Required task 1:
Decide whether each statement below agrees with the Cushing passage: (a) the governor called the overland way short, (b) the Brandywine was stopped at Whampoa, (c) the British governor of Hongkong took his ship up the river to Canton. Answer each with yes or no and quote the deciding words of the passage.

* BEGIN Page text *

The governor, in response to this proposition, said the way was long overland, the crossing of the rivers was inconvenient, and he desired to save the American envoy the great trouble and weariness the journey would occasion him; that he would notify the august emperor of the envoy's arrival, and memorialize the throne for the appointment of a commissioner; and that in the mean time he should" tranquillize himself " at Macao, as otherwise his movements might eventuate in the loss of the invaluable blessing of peace.

There seemed nothing else for Mr. Cushing to do but accept the situation, nevertheless he found enough to occupy the months consumed in learning the emperor's will. The commander of the flagship, the Brandywine, thought to take a sail up the river to Canton, but he was stopped at Whampoa, and ordered to return to the anchorage at Macao. Mr. Cushing protested that it was only a friendly visit, but he was told that the British governor of Hongkong after the peace, in making a visit to Canton, left his ship at the mouth of the river and came up in a small boat; that the commander of the Brandywine must do likewise, and by a return of his ship to Macao he would obey the fixed laws of the land, and exhibit the courteous friendliness subsisting between the two nations.

* END Page text *
* BEGIN Material provided *

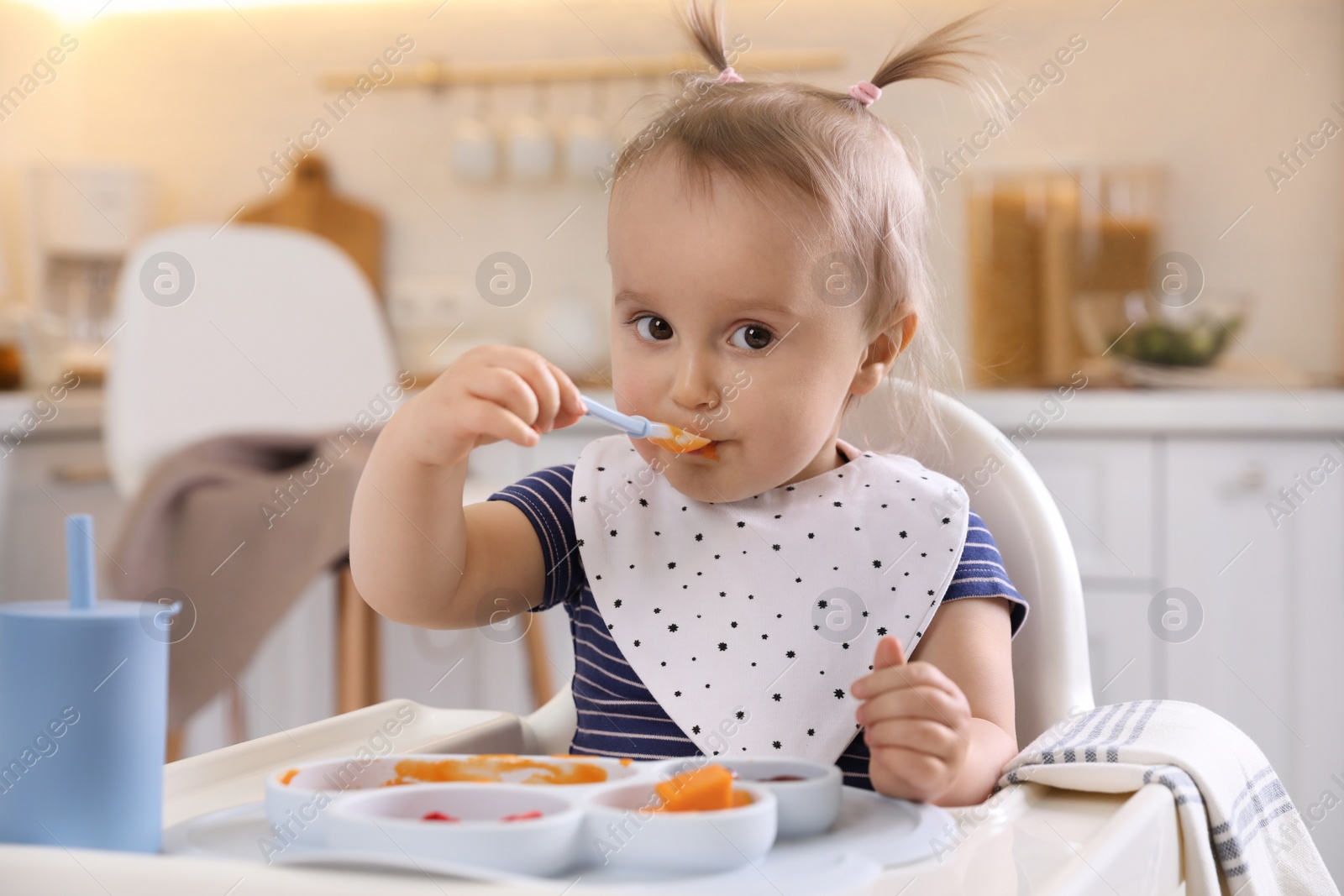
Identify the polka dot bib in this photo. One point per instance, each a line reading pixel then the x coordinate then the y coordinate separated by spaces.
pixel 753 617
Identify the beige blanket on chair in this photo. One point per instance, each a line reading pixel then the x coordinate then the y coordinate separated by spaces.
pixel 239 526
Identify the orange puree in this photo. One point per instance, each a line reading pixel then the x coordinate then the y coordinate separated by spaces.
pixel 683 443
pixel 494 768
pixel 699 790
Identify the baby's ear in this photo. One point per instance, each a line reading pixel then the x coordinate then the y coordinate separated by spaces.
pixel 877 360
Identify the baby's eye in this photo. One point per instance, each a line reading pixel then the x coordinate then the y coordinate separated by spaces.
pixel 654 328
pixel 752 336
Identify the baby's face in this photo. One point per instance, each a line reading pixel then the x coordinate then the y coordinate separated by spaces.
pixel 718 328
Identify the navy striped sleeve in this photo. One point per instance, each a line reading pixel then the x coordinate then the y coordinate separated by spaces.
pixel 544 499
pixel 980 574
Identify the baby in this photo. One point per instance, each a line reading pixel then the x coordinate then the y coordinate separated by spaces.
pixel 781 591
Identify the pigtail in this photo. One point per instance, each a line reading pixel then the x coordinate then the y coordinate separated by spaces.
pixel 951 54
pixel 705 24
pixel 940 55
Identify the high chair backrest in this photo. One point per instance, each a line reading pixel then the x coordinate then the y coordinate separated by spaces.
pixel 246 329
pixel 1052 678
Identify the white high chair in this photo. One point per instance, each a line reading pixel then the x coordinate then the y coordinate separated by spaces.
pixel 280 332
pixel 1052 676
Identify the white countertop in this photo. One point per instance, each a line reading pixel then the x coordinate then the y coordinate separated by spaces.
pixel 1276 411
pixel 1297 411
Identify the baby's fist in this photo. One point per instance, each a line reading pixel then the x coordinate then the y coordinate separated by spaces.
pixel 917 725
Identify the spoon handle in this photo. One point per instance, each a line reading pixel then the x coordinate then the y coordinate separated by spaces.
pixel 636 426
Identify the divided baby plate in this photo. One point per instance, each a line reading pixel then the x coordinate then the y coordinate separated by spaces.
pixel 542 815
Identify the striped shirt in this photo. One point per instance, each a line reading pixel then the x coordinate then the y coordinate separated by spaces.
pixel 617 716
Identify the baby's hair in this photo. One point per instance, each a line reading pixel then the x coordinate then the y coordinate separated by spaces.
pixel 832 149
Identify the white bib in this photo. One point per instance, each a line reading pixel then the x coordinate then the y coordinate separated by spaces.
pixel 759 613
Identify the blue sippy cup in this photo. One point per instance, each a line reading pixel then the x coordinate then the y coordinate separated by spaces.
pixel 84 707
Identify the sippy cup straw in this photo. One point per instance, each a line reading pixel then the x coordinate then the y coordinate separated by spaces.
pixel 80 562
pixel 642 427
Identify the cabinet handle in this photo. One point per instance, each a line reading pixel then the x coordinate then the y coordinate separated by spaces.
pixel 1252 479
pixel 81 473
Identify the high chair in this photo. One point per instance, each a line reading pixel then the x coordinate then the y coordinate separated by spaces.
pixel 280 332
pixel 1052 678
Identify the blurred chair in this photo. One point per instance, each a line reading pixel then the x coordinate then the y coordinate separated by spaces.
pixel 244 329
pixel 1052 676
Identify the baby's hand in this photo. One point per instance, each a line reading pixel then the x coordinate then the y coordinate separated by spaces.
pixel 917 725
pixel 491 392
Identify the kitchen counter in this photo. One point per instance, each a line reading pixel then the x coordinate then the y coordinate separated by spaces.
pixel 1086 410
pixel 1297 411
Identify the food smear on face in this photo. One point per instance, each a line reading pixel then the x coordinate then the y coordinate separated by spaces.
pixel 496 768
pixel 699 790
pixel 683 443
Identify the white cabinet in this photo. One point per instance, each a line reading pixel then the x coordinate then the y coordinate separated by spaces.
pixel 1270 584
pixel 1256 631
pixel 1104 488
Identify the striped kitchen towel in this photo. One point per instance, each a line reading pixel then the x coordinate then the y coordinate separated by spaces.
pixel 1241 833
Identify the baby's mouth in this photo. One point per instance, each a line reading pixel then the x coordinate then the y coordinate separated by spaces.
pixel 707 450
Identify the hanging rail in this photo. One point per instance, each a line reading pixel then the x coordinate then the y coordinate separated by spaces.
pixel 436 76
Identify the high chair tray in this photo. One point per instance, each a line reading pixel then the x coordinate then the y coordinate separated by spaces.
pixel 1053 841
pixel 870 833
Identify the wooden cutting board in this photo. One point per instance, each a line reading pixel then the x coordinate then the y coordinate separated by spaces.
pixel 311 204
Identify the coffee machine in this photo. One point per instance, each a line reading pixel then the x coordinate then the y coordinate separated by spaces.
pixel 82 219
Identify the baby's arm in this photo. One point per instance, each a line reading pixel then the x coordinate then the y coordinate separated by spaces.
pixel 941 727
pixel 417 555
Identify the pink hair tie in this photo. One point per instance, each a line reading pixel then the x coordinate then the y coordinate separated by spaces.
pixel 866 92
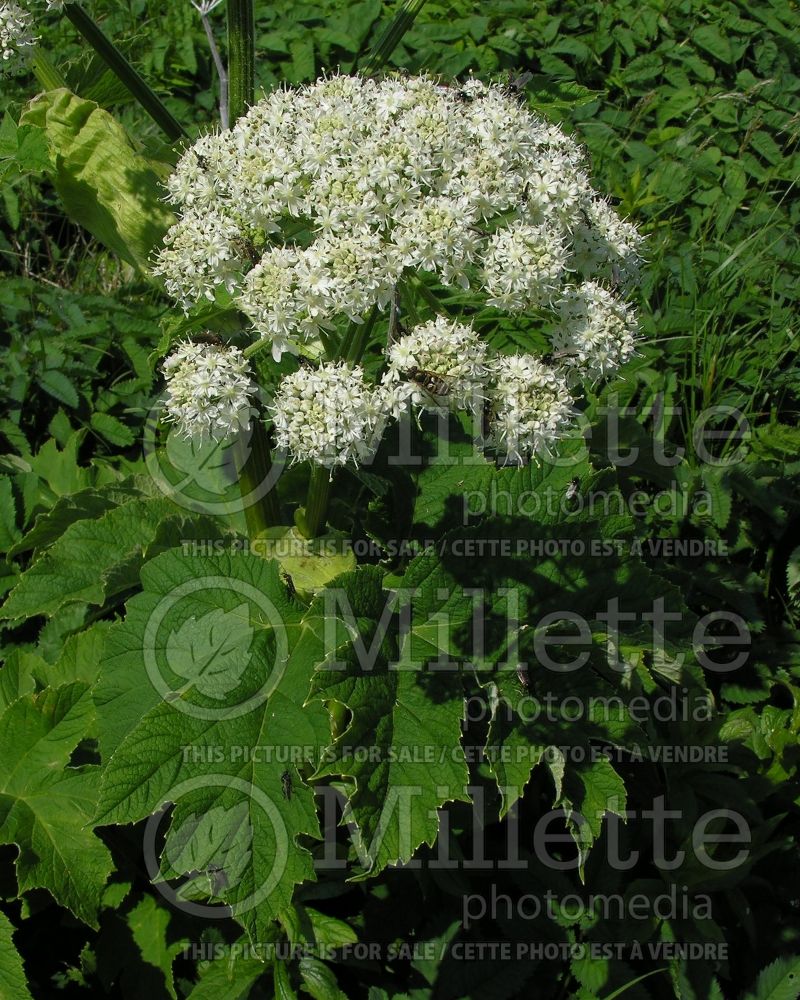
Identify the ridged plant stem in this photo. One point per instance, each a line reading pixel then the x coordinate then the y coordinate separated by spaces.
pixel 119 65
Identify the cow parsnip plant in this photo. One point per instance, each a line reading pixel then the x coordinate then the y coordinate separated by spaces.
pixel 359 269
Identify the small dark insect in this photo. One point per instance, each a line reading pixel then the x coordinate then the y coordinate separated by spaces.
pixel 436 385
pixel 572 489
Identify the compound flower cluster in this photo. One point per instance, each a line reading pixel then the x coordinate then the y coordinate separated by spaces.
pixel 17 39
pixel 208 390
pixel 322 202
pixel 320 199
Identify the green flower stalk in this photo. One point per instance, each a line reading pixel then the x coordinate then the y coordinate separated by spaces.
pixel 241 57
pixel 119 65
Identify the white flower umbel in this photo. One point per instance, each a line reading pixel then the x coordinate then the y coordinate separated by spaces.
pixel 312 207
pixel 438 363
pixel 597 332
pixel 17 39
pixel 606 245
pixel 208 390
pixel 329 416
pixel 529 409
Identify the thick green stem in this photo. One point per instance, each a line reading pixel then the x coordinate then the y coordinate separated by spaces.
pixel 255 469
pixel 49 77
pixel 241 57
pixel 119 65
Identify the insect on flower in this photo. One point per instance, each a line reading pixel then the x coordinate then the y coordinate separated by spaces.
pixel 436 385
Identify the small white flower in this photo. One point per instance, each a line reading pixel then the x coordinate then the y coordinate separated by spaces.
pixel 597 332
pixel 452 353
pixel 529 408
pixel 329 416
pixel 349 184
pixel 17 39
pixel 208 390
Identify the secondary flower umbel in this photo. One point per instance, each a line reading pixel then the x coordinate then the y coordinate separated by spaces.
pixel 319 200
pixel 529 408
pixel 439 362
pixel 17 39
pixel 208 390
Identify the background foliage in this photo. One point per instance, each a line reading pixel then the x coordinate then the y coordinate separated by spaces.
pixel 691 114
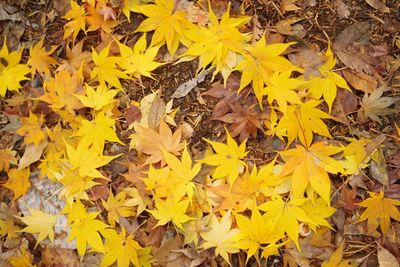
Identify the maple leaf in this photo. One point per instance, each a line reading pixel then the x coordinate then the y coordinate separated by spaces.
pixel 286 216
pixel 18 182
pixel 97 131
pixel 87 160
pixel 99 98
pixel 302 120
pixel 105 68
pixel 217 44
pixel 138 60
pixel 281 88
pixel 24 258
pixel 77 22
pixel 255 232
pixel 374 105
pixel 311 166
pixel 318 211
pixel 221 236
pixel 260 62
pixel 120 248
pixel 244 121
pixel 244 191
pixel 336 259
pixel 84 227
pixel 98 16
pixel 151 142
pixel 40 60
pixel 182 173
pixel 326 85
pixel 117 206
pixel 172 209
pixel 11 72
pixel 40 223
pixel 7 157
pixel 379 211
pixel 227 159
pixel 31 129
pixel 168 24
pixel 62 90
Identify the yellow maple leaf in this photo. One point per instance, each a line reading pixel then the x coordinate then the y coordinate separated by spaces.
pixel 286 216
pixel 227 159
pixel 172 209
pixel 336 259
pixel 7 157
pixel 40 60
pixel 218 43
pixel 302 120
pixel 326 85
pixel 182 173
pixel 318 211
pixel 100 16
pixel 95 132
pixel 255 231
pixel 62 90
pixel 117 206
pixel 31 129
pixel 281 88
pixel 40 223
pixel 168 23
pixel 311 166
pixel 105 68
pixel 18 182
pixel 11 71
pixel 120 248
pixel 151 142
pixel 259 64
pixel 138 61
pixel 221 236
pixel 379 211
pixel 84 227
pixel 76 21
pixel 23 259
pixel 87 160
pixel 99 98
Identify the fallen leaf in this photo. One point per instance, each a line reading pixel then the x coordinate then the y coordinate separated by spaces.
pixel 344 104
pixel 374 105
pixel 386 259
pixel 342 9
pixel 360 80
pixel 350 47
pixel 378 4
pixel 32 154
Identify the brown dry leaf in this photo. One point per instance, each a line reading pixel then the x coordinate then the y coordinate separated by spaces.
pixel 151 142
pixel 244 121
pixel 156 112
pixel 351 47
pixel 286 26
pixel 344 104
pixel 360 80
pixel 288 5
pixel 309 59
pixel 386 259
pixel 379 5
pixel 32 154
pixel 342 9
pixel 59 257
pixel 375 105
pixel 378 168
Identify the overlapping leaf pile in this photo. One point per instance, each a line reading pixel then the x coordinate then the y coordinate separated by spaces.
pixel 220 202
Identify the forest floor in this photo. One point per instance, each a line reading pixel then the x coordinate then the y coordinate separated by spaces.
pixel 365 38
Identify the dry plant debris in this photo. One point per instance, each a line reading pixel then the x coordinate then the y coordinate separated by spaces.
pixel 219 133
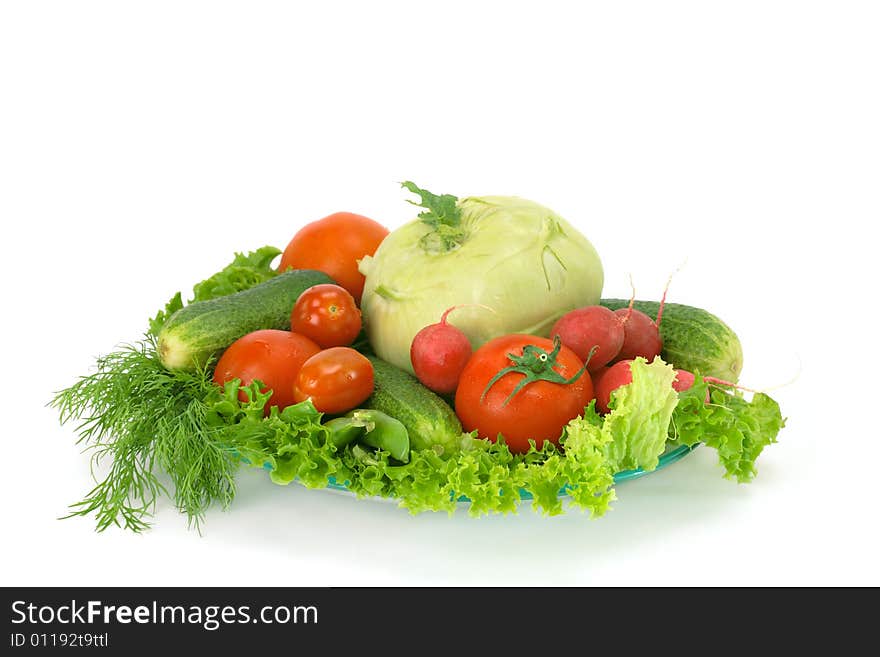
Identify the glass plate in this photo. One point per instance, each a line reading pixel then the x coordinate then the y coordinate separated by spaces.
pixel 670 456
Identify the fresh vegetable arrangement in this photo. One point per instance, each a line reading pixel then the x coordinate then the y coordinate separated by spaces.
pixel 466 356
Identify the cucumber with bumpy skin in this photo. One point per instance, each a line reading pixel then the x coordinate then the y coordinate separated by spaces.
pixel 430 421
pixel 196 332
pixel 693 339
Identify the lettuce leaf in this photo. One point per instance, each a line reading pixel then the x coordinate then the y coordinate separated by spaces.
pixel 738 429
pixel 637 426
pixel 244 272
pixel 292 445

* END Material provided *

Required task 2:
Edit the rows, giving everything from the line that contains "Identify the fresh" down to the end of the rows again with "bumpy" replaced by "ridged" and nothing else changed.

Written response 1:
(a) No: "the way was long overland"
(b) Yes: "he was stopped at Whampoa"
(c) No: "left his ship at the mouth of the river and came up in a small boat"

Written response 2:
Identify the fresh vegetable arrangement in this photo. One point per instance, each a line reading pixel then the x coordinate then the y coordinate separated by spaces.
pixel 466 356
Identify the cucumber with ridged skin in this photo. One point per instance, each a line reading pixel then the x coordinate then the y coordinate separated by spaces.
pixel 430 421
pixel 196 332
pixel 693 339
Identify the lettuce leaf in this photo. One point per instance, each a line reading pixel then the x coordinate then the y coordinate separated by spaces.
pixel 738 429
pixel 637 426
pixel 244 272
pixel 292 445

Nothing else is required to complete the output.